TASK OBJECTIVE – Reproduce the reflection on patience and steadfastness word for word, in full.

PROVIDED PASSAGE –
══════

We have an abundance, a plethera if you will, of wonderful words in our language that we rarely use. And often, we misuse the best of these words. Today, I was thinking about PATIENCE and what it means. Here is the definition I found on Wikipedia~ the internet dummies’ guide to all things!
Patience is the state of endurance under difficult circumstances, which can mean persevering in the face of delay or provocation without acting on annoyance/anger in a negative way; or exhibiting forbearance when under strain, especially when faced with longer-term difficulties. It is also used to refer to the character trait of being steadfast.
Psalm 112:7 says: He will have no fear of bad news;
his heart is steadfast, trusting in the LORD.
Isaiah 26:3 says: You will keep in perfect peace him whose mind is steadfast, because he trusts in you.
Interesting how both of these verses link being steadfast to trusting in God. My journey of faith has lead me to this place of patience, peace and hopefully a level of steadfastness in spite of the storm raging around us. So many questions have come up this week: Why are we here? Did we do the right thing? What were we thinking anyways? How are we going to manage?
Through it all, I hear a small, still voice repeating over and over, “TRUST ME”. It’s hard to do. But I know that faith is not seeing and THEN believing; Faith is BELIEVING and then seeing. God doesn’t ask us to support His will for us with facts and proof. That is what the world asks. God requires us to trust Him DESPITE the facts and proof.
Jotham grew powerful because he walked steadfastly before the LORD his God. ~2 Chronicles 27:6
In Genesis 22 we read how God asked Abraham to sacrifice his only son. Abraham, though conflicted I’m sure, obeyed God and God honored his faith that day by providing a ram for a sacrifice, sparing Isaac and promising Abraham that he would be the father of many nations. Could Abraham have seen the outcome of that day when he first set out that morning? I doubt it. But he remained steadfast is his trust of his God.
I can’t really say that I have any more answers than I did 6 weeks ago. I don’t really know what the short term or long term futures look like for our family. All I know is that God is with us; He’s guiding us. He hasn’t left us and we trust Him. I get impatient at times and I worry. But I have peace. I don’t like waiting but I will wait because God has asked me to.

══════

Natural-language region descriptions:
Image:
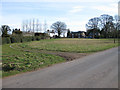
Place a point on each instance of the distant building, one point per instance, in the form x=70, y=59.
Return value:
x=28, y=33
x=78, y=34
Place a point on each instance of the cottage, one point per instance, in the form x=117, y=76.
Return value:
x=79, y=34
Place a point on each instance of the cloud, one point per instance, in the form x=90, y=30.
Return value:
x=76, y=9
x=110, y=9
x=59, y=0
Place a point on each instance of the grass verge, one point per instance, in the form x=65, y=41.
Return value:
x=17, y=61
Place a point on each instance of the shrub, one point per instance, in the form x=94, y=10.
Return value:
x=6, y=40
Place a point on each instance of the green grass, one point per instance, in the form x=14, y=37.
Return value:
x=17, y=61
x=72, y=45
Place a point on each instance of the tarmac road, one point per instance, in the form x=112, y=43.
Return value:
x=98, y=70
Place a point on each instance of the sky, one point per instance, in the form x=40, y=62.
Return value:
x=75, y=13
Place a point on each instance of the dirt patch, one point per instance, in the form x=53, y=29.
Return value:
x=67, y=55
x=71, y=56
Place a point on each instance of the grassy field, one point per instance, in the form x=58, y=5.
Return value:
x=72, y=45
x=15, y=60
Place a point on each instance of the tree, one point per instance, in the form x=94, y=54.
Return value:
x=106, y=20
x=93, y=26
x=68, y=33
x=59, y=27
x=4, y=30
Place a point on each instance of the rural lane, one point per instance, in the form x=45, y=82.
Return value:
x=98, y=70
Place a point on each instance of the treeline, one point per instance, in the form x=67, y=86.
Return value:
x=17, y=36
x=105, y=26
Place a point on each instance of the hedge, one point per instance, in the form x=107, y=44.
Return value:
x=20, y=39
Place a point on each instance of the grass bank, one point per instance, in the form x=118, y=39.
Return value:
x=17, y=61
x=72, y=45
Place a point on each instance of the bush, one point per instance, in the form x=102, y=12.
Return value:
x=16, y=39
x=6, y=40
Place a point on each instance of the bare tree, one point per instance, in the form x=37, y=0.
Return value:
x=106, y=20
x=45, y=26
x=33, y=25
x=59, y=27
x=4, y=29
x=93, y=26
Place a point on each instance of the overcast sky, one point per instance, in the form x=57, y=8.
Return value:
x=75, y=13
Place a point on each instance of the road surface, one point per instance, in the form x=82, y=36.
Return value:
x=98, y=70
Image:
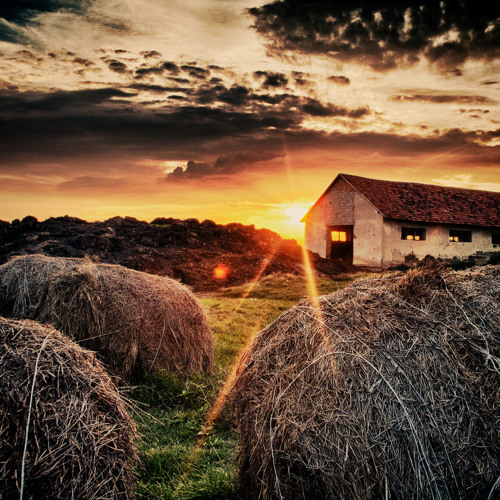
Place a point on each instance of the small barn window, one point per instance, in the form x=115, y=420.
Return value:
x=412, y=233
x=460, y=236
x=339, y=236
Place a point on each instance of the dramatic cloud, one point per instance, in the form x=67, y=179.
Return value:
x=223, y=165
x=271, y=80
x=384, y=34
x=315, y=108
x=339, y=80
x=442, y=98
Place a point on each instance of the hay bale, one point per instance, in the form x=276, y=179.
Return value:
x=391, y=391
x=137, y=322
x=80, y=435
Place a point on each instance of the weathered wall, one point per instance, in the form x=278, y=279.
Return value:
x=377, y=242
x=343, y=206
x=335, y=208
x=436, y=243
x=368, y=233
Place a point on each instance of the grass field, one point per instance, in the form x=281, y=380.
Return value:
x=180, y=457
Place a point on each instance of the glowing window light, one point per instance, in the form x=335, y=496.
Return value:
x=339, y=236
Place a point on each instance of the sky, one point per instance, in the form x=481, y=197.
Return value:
x=240, y=110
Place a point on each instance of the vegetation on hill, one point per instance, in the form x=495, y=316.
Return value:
x=186, y=250
x=182, y=458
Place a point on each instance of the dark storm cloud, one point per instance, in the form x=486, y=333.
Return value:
x=64, y=126
x=339, y=80
x=384, y=34
x=442, y=98
x=158, y=70
x=196, y=71
x=150, y=53
x=271, y=80
x=28, y=104
x=21, y=11
x=315, y=108
x=224, y=165
x=158, y=89
x=117, y=66
x=82, y=61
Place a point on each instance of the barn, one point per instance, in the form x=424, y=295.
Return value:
x=376, y=223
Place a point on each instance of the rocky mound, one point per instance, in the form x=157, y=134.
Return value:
x=186, y=250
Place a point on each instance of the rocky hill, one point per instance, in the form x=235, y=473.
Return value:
x=187, y=250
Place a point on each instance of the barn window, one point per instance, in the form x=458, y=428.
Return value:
x=413, y=233
x=460, y=236
x=339, y=236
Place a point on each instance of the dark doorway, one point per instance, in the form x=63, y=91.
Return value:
x=341, y=243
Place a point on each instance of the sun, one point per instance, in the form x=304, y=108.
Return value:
x=294, y=214
x=221, y=272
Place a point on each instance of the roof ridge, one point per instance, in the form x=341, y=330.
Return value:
x=408, y=183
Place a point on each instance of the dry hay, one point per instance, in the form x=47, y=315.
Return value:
x=392, y=391
x=64, y=429
x=137, y=322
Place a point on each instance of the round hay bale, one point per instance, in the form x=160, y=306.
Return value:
x=23, y=281
x=137, y=322
x=65, y=432
x=389, y=389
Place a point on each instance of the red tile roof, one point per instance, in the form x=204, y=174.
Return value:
x=428, y=203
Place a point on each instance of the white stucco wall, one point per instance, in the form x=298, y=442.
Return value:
x=343, y=206
x=368, y=233
x=436, y=243
x=377, y=242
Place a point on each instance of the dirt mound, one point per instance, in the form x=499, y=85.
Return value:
x=388, y=389
x=137, y=322
x=188, y=251
x=65, y=430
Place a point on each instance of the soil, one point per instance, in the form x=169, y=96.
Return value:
x=203, y=255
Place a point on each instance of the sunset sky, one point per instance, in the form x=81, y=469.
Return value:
x=240, y=110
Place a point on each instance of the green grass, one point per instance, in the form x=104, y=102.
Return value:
x=179, y=458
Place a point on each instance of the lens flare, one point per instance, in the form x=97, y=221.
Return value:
x=221, y=272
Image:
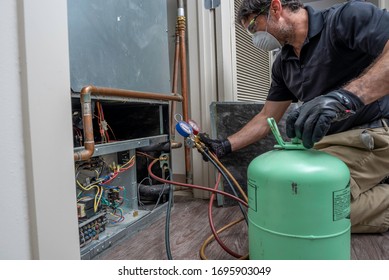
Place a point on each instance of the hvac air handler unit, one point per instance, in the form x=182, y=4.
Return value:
x=299, y=204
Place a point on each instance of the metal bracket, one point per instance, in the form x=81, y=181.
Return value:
x=211, y=4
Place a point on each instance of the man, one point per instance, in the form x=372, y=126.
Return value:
x=336, y=61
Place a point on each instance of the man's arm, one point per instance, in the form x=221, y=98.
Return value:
x=374, y=82
x=257, y=128
x=311, y=121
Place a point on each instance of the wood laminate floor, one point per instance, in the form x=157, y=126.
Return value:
x=189, y=228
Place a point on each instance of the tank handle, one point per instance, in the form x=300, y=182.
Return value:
x=294, y=145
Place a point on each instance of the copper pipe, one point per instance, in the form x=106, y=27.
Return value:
x=175, y=82
x=184, y=92
x=86, y=106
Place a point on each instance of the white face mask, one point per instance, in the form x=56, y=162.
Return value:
x=265, y=41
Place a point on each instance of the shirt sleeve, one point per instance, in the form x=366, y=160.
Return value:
x=278, y=90
x=362, y=26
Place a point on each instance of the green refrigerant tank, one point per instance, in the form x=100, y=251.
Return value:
x=299, y=204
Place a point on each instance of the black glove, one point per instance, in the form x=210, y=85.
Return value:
x=311, y=121
x=219, y=147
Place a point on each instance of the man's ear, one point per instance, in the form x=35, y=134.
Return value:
x=276, y=8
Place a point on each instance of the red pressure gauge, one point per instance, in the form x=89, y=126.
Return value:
x=195, y=127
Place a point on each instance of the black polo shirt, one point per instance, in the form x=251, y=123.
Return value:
x=342, y=41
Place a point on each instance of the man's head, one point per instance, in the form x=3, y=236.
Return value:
x=255, y=7
x=267, y=21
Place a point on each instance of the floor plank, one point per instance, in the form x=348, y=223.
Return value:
x=189, y=228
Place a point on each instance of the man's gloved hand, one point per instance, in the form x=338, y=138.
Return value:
x=219, y=147
x=311, y=121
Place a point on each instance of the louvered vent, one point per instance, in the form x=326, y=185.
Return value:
x=252, y=66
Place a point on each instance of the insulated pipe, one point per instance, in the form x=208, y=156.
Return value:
x=86, y=106
x=184, y=84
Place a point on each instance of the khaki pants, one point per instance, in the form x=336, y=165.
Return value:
x=366, y=153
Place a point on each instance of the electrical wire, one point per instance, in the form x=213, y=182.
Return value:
x=167, y=224
x=215, y=190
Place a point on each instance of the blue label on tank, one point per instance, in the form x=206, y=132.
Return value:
x=252, y=194
x=341, y=204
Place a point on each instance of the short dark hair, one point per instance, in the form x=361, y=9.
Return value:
x=249, y=7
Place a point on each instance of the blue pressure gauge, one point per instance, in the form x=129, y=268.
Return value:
x=184, y=129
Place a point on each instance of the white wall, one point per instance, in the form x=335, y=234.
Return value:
x=14, y=235
x=38, y=208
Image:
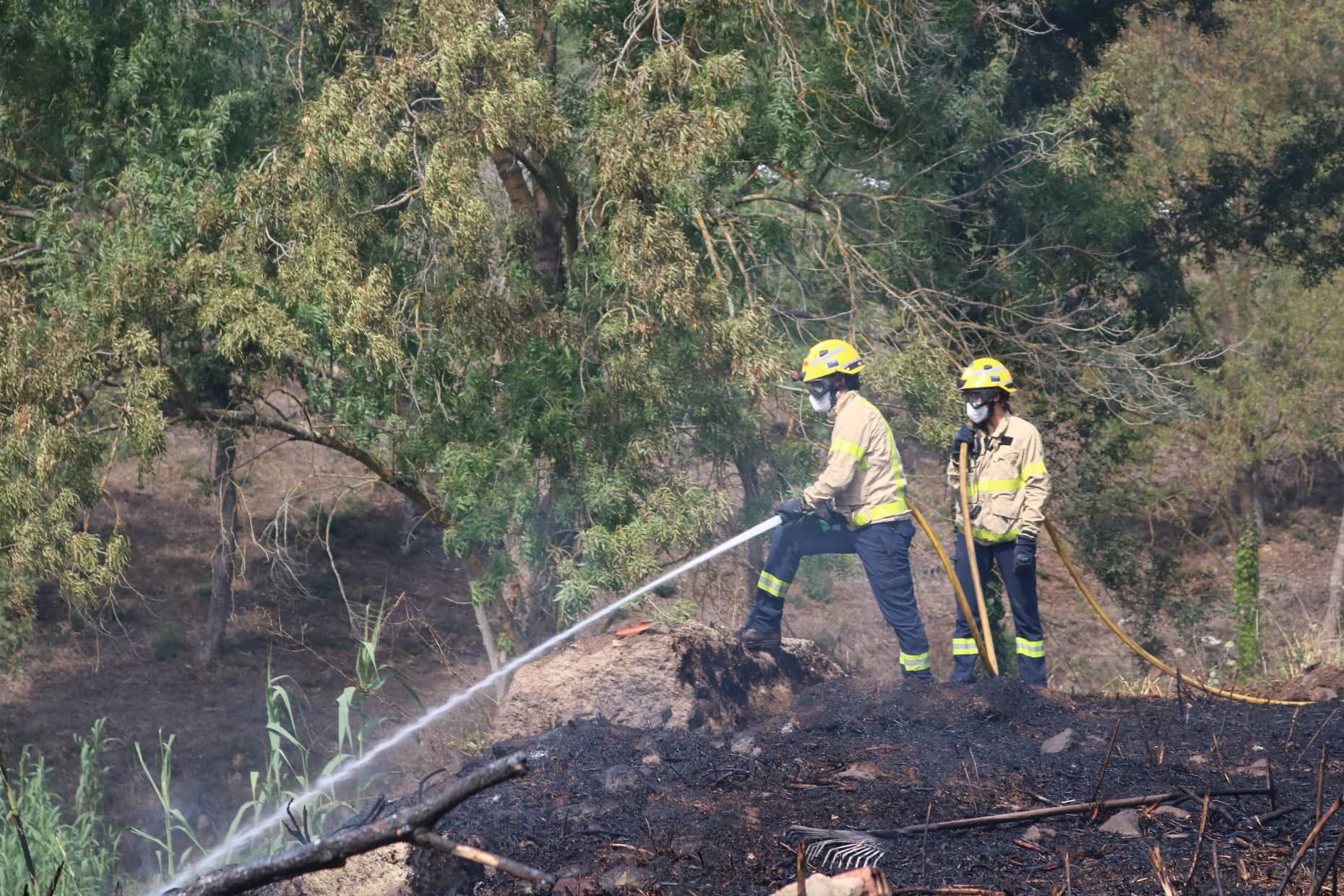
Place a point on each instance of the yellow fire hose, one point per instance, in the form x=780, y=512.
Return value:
x=986, y=645
x=956, y=587
x=1139, y=650
x=987, y=648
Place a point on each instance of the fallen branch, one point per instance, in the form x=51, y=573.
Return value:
x=1306, y=844
x=332, y=850
x=431, y=840
x=855, y=848
x=18, y=827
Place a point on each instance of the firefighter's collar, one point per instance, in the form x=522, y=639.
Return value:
x=845, y=398
x=1001, y=428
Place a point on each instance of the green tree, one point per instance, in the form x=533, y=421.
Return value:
x=538, y=267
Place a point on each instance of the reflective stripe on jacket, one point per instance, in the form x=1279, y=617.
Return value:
x=1007, y=484
x=863, y=475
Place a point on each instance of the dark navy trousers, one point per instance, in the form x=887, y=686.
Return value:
x=884, y=550
x=1026, y=617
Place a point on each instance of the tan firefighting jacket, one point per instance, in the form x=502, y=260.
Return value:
x=1007, y=484
x=863, y=475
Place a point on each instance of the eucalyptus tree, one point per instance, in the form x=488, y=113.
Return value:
x=537, y=267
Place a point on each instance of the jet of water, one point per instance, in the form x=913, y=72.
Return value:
x=250, y=833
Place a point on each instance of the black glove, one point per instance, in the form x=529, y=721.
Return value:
x=1025, y=555
x=791, y=511
x=965, y=434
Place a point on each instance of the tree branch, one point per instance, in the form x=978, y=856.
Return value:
x=308, y=434
x=27, y=173
x=332, y=850
x=18, y=211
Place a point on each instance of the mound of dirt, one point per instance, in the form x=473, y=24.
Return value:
x=384, y=872
x=1322, y=683
x=687, y=676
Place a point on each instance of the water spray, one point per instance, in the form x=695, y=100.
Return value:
x=250, y=833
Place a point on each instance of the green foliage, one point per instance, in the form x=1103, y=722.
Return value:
x=76, y=836
x=1100, y=495
x=542, y=269
x=167, y=642
x=1246, y=583
x=175, y=825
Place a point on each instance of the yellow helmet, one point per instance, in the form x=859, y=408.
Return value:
x=831, y=356
x=987, y=372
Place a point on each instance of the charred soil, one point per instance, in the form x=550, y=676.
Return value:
x=617, y=809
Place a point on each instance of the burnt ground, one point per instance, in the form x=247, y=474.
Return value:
x=617, y=809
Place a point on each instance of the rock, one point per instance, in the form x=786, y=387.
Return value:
x=621, y=778
x=863, y=772
x=690, y=677
x=384, y=872
x=626, y=876
x=1038, y=832
x=1059, y=743
x=1125, y=822
x=861, y=882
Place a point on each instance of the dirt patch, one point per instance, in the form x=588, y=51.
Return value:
x=1323, y=683
x=681, y=677
x=711, y=813
x=384, y=872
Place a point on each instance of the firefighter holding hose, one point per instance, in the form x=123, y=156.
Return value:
x=858, y=505
x=1007, y=492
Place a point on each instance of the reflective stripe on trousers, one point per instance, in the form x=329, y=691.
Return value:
x=1026, y=617
x=884, y=550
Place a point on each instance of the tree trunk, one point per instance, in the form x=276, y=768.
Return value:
x=1331, y=624
x=492, y=652
x=222, y=572
x=538, y=204
x=410, y=516
x=1258, y=500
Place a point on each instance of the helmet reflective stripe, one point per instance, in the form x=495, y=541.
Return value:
x=831, y=356
x=987, y=372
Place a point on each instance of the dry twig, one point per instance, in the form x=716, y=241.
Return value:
x=406, y=825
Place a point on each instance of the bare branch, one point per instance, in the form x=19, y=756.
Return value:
x=334, y=849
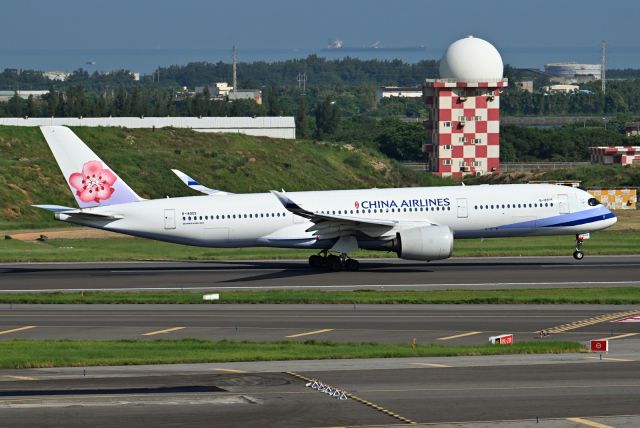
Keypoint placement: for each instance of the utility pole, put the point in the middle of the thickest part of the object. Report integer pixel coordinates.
(234, 57)
(302, 82)
(603, 73)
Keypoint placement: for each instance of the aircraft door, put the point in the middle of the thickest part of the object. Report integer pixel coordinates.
(563, 204)
(169, 219)
(462, 208)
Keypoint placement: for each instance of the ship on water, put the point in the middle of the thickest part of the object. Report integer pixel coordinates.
(337, 45)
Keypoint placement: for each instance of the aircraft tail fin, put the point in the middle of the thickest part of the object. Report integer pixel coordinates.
(91, 181)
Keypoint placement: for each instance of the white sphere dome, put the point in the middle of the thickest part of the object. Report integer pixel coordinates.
(471, 59)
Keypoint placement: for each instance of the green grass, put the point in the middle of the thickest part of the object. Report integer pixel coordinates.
(614, 295)
(83, 353)
(614, 242)
(144, 158)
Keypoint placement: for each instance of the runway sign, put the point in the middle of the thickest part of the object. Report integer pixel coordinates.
(503, 339)
(601, 345)
(630, 319)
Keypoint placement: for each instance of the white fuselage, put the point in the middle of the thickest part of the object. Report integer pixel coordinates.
(242, 220)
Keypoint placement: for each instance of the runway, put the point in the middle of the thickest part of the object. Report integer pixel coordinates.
(504, 391)
(456, 273)
(554, 394)
(455, 324)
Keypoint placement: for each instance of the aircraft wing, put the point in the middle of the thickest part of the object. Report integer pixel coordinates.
(331, 225)
(193, 184)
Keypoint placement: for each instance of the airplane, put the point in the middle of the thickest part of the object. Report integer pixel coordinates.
(417, 223)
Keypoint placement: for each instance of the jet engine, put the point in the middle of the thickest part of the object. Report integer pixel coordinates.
(425, 243)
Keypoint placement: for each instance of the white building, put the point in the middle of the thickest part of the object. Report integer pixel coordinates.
(398, 91)
(274, 127)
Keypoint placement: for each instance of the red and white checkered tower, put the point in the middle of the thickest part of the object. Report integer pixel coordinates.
(465, 110)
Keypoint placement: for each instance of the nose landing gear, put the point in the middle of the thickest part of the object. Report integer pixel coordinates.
(578, 254)
(333, 262)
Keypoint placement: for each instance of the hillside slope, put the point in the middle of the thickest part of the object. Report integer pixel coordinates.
(144, 158)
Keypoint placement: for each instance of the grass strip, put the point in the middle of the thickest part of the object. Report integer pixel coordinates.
(113, 249)
(612, 296)
(83, 353)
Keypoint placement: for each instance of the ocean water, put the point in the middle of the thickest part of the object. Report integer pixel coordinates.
(146, 61)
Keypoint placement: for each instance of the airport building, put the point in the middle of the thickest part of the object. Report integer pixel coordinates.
(398, 92)
(274, 127)
(464, 106)
(615, 155)
(572, 70)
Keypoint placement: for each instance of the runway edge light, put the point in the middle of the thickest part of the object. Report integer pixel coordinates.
(503, 339)
(600, 345)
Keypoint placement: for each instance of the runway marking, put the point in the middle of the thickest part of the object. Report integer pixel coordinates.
(620, 336)
(621, 360)
(169, 330)
(589, 423)
(324, 330)
(471, 333)
(21, 377)
(362, 401)
(231, 370)
(13, 330)
(430, 365)
(589, 321)
(312, 287)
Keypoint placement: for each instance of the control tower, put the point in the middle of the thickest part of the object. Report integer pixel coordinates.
(464, 106)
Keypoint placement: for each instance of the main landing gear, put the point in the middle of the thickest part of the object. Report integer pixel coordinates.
(578, 254)
(333, 262)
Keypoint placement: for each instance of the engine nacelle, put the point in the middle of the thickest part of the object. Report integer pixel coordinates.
(425, 243)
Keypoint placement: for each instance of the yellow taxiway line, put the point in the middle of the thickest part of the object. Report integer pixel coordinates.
(589, 423)
(168, 330)
(620, 336)
(21, 377)
(13, 330)
(430, 365)
(324, 330)
(471, 333)
(231, 370)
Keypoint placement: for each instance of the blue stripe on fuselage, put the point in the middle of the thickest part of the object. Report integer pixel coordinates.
(573, 219)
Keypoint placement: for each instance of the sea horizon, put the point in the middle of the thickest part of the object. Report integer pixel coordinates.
(147, 60)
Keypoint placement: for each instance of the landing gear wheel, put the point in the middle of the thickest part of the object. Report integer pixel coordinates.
(316, 261)
(334, 263)
(351, 264)
(578, 254)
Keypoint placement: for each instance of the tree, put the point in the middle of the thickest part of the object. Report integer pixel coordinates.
(400, 140)
(302, 127)
(327, 117)
(52, 101)
(272, 103)
(32, 106)
(15, 105)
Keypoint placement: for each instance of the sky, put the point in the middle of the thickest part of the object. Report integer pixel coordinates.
(288, 24)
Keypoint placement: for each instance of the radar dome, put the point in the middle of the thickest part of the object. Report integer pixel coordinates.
(471, 59)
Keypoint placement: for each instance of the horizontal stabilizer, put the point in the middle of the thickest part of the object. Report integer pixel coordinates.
(54, 208)
(193, 184)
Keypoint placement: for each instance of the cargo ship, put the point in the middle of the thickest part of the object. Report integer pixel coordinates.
(337, 45)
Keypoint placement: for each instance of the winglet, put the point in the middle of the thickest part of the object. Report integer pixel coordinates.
(193, 184)
(54, 208)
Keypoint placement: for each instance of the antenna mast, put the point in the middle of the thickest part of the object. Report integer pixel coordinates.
(603, 74)
(234, 57)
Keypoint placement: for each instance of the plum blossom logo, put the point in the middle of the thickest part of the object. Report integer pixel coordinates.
(94, 183)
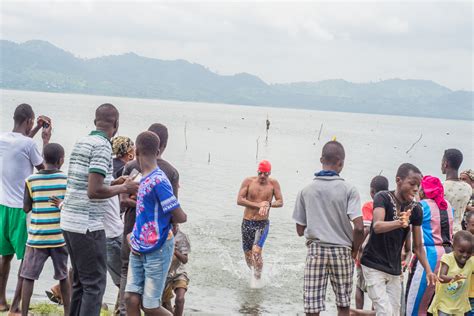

══════

EXERCISE RESULT –
We have an abundance, a plethera if you will, of wonderful words in our language that we rarely use. And often, we misuse the best of these words. Today, I was thinking about PATIENCE and what it means. Here is the definition I found on Wikipedia~ the internet dummies’ guide to all things!
Patience is the state of endurance under difficult circumstances, which can mean persevering in the face of delay or provocation without acting on annoyance/anger in a negative way; or exhibiting forbearance when under strain, especially when faced with longer-term difficulties. It is also used to refer to the character trait of being steadfast.
Psalm 112:7 says: He will have no fear of bad news;
his heart is steadfast, trusting in the LORD.
Isaiah 26:3 says: You will keep in perfect peace him whose mind is steadfast, because he trusts in you.
Interesting how both of these verses link being steadfast to trusting in God. My journey of faith has lead me to this place of patience, peace and hopefully a level of steadfastness in spite of the storm raging around us. So many questions have come up this week: Why are we here? Did we do the right thing? What were we thinking anyways? How are we going to manage?
Through it all, I hear a small, still voice repeating over and over, “TRUST ME”. It’s hard to do. But I know that faith is not seeing and THEN believing; Faith is BELIEVING and then seeing. God doesn’t ask us to support His will for us with facts and proof. That is what the world asks. God requires us to trust Him DESPITE the facts and proof.
Jotham grew powerful because he walked steadfastly before the LORD his God. ~2 Chronicles 27:6
In Genesis 22 we read how God asked Abraham to sacrifice his only son. Abraham, though conflicted I’m sure, obeyed God and God honored his faith that day by providing a ram for a sacrifice, sparing Isaac and promising Abraham that he would be the father of many nations. Could Abraham have seen the outcome of that day when he first set out that morning? I doubt it. But he remained steadfast is his trust of his God.
I can’t really say that I have any more answers than I did 6 weeks ago. I don’t really know what the short term or long term futures look like for our family. All I know is that God is with us; He’s guiding us. He hasn’t left us and we trust Him. I get impatient at times and I worry. But I have peace. I don’t like waiting but I will wait because God has asked me to.